START EXCERPTED PASSAGE

To be eligible, nominees must have been in business at least two years and must show their effect on the region through their revenue growth and job creation. They also must be considered leaders in their industry and have maintained an exemplary business image.

“We’ve touched a lot of lives over the years,” President Laurie Lachance said, indicating the scores of people in the crowd who have graduated from Thomas College.

At the end of the 1980s, the college was at risk of closing, and Lachance took the opportunity Friday to thank Conrad Ayotte, co-chairman of the college’s board of trustees, for helping to turn its finances around.

Also nominated were Darling’s Auto and the Marketplace at Augusta.

Darling’s Auto opened its Augusta location in 2007, adding to its established footprint in the state. The company has shown year-over-year sales increases, and last year it built a new dealership on Western Avenue.

Besides expanding to be able to sell and service more cars, the Augusta Darling’s also prides itself on investing in its employees’ training, and it tries to give back to area organizations, according to Lynne Darling, director of community relations and part-owner.

The Marketplace at Augusta has become a regional retail center for the capital area. Located on 100 acres just off Interstate 95, it offers a wide range of shopping and restaurant choices to the estimated 29,000 people who shop there daily. Its annual economic impact in Augusta is an estimated $2.6 million in property taxes.

END EXCERPTED PASSAGE

TASK 1 – Gather every line of the rows that contains the string "target" and copy each one.

START DATA PROVIDED

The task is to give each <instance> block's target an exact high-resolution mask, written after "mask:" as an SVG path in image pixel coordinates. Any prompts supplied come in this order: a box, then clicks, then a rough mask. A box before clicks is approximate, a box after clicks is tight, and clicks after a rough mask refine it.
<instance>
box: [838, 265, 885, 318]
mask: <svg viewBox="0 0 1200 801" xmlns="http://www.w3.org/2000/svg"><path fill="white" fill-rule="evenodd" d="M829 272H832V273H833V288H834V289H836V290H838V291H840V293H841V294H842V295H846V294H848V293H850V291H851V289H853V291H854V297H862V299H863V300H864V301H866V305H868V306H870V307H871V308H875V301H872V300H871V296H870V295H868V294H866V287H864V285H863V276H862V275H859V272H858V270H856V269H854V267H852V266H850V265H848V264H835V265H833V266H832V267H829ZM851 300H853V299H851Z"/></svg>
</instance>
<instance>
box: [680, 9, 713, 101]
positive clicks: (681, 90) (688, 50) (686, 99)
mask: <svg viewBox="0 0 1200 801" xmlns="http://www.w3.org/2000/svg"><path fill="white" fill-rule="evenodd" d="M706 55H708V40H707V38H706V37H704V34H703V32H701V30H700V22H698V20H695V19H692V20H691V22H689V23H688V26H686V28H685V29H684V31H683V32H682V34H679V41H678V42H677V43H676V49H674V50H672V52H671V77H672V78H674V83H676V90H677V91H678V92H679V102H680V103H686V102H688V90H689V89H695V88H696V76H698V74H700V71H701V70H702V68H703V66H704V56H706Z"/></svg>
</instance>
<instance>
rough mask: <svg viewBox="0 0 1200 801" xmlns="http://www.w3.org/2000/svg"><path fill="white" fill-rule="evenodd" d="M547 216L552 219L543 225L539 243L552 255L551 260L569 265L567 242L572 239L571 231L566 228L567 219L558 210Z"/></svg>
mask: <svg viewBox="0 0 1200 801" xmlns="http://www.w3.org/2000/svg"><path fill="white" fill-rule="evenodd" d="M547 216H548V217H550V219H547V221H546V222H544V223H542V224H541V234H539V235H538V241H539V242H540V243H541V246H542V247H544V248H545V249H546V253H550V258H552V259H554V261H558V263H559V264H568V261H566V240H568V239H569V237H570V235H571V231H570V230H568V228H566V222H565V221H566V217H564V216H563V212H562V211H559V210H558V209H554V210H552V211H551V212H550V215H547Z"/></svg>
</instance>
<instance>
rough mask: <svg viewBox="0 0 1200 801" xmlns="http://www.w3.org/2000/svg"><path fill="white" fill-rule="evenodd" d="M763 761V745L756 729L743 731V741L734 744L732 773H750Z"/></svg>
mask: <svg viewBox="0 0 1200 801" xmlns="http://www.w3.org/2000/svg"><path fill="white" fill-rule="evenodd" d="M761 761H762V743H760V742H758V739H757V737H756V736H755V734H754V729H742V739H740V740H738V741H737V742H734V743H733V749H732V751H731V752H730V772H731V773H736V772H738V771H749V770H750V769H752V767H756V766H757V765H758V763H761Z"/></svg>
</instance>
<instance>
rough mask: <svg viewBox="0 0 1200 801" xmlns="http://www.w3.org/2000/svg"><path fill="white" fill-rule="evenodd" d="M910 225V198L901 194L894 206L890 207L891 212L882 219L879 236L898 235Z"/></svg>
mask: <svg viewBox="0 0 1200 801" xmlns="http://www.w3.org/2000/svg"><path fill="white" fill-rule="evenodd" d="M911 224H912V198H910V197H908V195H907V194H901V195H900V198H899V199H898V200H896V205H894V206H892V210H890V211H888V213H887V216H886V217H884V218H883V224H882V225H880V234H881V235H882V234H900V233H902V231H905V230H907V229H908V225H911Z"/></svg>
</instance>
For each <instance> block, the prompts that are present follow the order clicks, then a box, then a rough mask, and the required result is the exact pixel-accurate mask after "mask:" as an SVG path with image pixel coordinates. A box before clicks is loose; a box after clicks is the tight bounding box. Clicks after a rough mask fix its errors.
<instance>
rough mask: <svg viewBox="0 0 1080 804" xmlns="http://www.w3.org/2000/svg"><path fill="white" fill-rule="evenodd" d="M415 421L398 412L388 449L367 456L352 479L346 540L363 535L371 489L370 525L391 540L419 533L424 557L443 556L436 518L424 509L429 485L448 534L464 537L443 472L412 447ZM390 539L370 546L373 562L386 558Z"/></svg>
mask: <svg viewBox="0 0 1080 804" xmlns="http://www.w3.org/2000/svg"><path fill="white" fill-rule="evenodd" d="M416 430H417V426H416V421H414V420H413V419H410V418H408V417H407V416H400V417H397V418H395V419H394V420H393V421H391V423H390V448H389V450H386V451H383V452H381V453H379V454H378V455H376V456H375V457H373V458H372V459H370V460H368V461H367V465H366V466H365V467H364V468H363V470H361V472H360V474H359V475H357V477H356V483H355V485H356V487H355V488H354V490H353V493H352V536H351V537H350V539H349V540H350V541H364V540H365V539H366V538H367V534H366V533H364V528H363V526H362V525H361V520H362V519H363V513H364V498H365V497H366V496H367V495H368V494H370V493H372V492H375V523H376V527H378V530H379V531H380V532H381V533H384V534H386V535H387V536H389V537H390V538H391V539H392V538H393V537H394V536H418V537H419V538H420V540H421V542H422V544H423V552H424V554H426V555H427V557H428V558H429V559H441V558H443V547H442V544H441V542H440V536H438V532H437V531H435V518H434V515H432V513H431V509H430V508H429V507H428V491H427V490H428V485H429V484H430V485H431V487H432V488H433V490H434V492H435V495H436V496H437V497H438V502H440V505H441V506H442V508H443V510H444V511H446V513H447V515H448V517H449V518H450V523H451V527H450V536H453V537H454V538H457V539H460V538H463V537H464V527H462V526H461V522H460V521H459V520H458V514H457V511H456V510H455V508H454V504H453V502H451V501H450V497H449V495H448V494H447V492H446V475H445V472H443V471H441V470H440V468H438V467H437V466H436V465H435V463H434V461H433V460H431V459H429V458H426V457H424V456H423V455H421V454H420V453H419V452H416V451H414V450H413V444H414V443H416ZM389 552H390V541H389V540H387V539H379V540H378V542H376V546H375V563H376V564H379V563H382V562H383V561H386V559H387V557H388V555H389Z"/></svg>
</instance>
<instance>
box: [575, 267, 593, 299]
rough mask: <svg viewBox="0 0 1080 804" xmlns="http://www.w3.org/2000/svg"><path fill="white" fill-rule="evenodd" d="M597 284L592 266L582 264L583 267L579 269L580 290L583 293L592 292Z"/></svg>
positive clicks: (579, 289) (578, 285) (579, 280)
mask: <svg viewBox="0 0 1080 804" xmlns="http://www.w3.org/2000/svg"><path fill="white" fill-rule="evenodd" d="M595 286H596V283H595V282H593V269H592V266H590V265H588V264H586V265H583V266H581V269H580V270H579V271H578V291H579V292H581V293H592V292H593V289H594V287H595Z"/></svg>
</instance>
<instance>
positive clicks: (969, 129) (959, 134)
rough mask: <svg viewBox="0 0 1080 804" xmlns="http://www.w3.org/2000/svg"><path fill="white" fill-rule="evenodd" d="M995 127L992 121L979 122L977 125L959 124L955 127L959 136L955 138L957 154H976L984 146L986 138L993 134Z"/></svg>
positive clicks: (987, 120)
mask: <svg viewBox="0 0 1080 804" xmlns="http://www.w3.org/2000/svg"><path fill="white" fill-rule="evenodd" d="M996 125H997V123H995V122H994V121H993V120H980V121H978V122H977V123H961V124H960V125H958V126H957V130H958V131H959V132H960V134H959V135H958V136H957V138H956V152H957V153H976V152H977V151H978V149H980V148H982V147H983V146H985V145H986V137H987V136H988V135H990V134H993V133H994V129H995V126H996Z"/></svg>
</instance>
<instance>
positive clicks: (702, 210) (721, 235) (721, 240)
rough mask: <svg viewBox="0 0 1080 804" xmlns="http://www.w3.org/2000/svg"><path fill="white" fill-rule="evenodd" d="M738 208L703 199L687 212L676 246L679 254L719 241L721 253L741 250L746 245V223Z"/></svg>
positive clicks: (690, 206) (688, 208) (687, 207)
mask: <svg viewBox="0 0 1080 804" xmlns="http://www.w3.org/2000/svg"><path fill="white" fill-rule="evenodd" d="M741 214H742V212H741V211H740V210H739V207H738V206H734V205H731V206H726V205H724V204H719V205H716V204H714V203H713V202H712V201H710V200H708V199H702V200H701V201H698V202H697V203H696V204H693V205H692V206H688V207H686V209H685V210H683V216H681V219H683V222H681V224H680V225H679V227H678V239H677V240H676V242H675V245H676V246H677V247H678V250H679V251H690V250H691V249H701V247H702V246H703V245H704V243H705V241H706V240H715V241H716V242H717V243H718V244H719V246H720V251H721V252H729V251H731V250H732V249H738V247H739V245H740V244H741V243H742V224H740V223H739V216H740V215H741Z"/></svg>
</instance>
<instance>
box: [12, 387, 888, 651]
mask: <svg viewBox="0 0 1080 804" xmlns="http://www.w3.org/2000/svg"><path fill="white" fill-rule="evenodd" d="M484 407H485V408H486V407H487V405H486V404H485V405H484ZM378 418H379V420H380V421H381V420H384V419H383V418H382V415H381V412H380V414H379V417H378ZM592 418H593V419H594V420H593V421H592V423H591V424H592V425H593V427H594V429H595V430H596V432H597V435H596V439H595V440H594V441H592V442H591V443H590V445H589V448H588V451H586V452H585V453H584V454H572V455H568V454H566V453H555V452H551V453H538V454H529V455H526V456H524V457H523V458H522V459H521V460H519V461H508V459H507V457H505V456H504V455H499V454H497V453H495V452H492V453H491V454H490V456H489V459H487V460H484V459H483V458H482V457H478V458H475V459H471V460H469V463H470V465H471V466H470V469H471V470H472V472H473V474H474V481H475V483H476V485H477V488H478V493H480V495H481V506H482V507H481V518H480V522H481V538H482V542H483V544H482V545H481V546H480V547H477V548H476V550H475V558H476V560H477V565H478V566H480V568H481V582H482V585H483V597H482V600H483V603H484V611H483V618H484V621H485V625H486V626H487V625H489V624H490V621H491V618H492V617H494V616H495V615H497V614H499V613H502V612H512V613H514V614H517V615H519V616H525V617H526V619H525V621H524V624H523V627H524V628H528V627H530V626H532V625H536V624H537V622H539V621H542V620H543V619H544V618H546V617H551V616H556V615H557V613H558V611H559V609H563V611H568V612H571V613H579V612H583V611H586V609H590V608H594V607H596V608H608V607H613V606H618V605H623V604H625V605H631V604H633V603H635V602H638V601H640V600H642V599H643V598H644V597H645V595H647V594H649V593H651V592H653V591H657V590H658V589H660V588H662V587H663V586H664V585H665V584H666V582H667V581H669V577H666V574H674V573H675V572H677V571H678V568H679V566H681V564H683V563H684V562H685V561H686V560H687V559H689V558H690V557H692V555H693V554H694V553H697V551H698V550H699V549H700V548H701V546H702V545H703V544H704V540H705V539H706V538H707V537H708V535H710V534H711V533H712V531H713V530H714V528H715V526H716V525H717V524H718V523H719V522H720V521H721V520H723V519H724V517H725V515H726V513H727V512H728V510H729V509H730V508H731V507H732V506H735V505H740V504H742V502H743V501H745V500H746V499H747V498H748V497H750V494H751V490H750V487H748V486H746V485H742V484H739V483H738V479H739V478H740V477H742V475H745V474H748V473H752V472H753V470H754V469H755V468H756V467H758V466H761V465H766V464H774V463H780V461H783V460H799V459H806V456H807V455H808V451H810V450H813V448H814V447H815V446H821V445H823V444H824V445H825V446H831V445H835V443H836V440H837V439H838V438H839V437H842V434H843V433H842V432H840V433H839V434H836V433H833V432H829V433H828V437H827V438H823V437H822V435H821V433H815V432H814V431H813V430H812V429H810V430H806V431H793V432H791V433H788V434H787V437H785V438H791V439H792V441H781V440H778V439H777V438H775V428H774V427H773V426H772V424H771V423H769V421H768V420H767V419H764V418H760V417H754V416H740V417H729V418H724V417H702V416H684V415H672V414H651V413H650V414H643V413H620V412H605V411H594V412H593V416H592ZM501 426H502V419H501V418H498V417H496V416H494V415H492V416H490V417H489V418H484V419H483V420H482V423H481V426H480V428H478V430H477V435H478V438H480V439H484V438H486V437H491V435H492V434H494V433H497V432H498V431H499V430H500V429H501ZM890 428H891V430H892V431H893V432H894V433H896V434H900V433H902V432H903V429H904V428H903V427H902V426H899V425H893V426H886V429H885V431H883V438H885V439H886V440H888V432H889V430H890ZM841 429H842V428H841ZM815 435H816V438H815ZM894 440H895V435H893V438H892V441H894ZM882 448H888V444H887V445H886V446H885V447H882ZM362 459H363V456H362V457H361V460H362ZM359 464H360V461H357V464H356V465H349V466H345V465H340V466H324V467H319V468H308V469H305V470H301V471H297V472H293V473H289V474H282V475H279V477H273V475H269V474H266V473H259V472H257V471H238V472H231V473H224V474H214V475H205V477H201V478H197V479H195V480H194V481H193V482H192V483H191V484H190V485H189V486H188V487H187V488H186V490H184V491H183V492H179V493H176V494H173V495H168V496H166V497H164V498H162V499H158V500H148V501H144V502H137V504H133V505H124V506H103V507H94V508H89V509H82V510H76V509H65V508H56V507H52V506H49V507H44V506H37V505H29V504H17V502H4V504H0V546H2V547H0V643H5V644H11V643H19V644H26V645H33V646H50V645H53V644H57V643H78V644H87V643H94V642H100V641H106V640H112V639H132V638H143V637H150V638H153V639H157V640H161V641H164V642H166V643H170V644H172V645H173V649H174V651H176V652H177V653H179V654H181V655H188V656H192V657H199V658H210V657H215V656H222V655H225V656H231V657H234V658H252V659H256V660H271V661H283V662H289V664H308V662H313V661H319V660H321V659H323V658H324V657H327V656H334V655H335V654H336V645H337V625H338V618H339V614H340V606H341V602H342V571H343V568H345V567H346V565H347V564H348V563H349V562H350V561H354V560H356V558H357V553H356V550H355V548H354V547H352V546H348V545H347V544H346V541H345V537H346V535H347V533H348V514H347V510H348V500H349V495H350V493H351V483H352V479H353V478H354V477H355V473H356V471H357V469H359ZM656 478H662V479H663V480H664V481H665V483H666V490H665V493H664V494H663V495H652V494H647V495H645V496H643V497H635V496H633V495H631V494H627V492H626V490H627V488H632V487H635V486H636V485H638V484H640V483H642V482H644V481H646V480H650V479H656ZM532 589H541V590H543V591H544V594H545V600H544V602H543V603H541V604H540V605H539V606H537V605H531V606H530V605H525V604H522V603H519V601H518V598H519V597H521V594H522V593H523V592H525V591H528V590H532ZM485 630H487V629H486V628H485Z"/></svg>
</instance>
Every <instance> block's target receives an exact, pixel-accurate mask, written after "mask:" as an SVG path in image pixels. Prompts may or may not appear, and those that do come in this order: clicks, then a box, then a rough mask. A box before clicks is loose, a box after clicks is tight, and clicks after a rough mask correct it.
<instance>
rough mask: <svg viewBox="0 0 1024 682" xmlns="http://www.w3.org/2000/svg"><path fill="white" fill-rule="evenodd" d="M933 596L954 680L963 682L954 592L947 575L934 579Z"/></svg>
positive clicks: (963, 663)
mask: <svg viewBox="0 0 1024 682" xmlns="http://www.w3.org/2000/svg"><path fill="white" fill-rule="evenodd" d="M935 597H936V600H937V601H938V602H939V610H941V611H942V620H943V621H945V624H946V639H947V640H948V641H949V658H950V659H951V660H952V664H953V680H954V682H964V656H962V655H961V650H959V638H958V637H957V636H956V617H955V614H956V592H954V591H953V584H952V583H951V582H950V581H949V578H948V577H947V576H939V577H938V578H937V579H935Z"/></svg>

END DATA PROVIDED

TASK 2 – Name every person identified by full name in the passage about the award nominees.

YOUR RESPONSE 1 –
The task is to give each <instance> block's target an exact high-resolution mask, written after "mask:" as an SVG path in image pixel coordinates. Any prompts supplied come in this order: a box, then clicks, then a rough mask. A box before clicks is approximate, a box after clicks is tight, and clicks after a rough mask refine it.
Every <instance> block's target receives an exact, pixel-accurate mask, written after "mask:" as an SVG path in image pixels. Prompts may or may not appear, and those that do come in this order: clicks, then a box, then a rough mask. A box before clicks is loose, a box after clicks is tight, and clicks after a rough mask correct it.

YOUR RESPONSE 2 –
Laurie Lachance
Conrad Ayotte
Lynne Darling